• [Prompt A] Count the lines in the listing below that contain the string "Query", and give only that number.

We Delight To Praise

I've been reading through some stuff that C.S. Lewis wrote, and it's amazing. It's so insightful. I love reading something that I feel but never could have put into words myself. This is a quote (kind of long) that really strikes me as amazing. It's something I've been thinking about lately. It can be kind of hard to understand the language at some points, but this passage is so worth it to sit and think through. (I put my favorite parts in italics!)

"It is frustrating to have discovered a new author and not to be able to tell anyone how good he is; to come suddenly, at the turn of the road, upon some mountain valley of unexpected grandeur and then to have to keep silent because the people with you care for it no more than for a tin can in a ditch; to hear a good joke and find no one to share it with (the perfect hearer died a year ago). This is so even when our expressions are inadequate, as of course they usually are.
     But how if one could really and fully praise even such things to perfection- utterly 'get out' in poetry or music or paint the upsurge of appreciation which almost bursts you? Then indeed the object would be fully appreciated and our delight would have attained perfect development. The worthier the object, the more intense this delight would be. If it were possible for a created soul fully (I mean, up to the full measure conceivable in a finite being) to 'appreciate,' that is to love and delight in, the worthiest object of all, and simultaneously at every moment to give this delight perfect expression, then that soul would be in supreme beatitude.
    It is along these lines that I find it easiest to understand that the Christian doctrine that 'Heaven' is a state in which angels now, and men hereafter, are perpetually employed in praising God. This does not mean, as is can so dismally suggest, that it is like 'being in church.' For our 'services' both in their conduct and in our power to participate, are merely attempts at worship; never fully successful, often 99.9 percent failures, sometimes total failures.
     To see what the doctrine really means, we must suppose ourselves to be in perfect love with God- drunk with, drowned in, dissolved by, that delight which, far from remaining pent up within ourselves as incommunicable, hence hardly tolerable, bliss, flows out from us incessantly again in effortless and perfect expression, our joy no more separable from the praise in which it liberates and utters itself than the brightness a mirror receives is separable from the brightness it sheds. The Scotch catechism says that man's chief end is 'to glorify God and enjoy Him forever.' But we shall then know that these are the same thing. Fully to enjoy is to glorify. In commanding us to glorify Him, God is inviting us to enjoy Him."


Woah. Isn't that great? Just think about it.

• [Entries provided]
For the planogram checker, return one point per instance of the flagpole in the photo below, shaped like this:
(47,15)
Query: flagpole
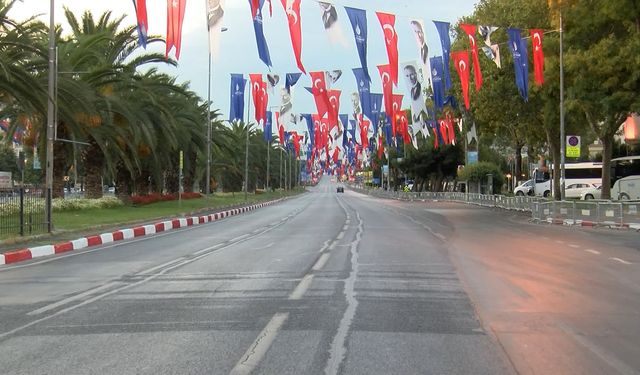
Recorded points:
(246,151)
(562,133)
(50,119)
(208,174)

---

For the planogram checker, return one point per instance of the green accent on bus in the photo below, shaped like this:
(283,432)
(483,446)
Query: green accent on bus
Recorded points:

• [Prompt B] Copy the post about praise verbatim, from "But how if one" up to and including "in supreme beatitude.".

• [Correct response A] 2

• [Correct response B]
But how if one could really and fully praise even such things to perfection- utterly 'get out' in poetry or music or paint the upsurge of appreciation which almost bursts you? Then indeed the object would be fully appreciated and our delight would have attained perfect development. The worthier the object, the more intense this delight would be. If it were possible for a created soul fully (I mean, up to the full measure conceivable in a finite being) to 'appreciate,' that is to love and delight in, the worthiest object of all, and simultaneously at every moment to give this delight perfect expression, then that soul would be in supreme beatitude.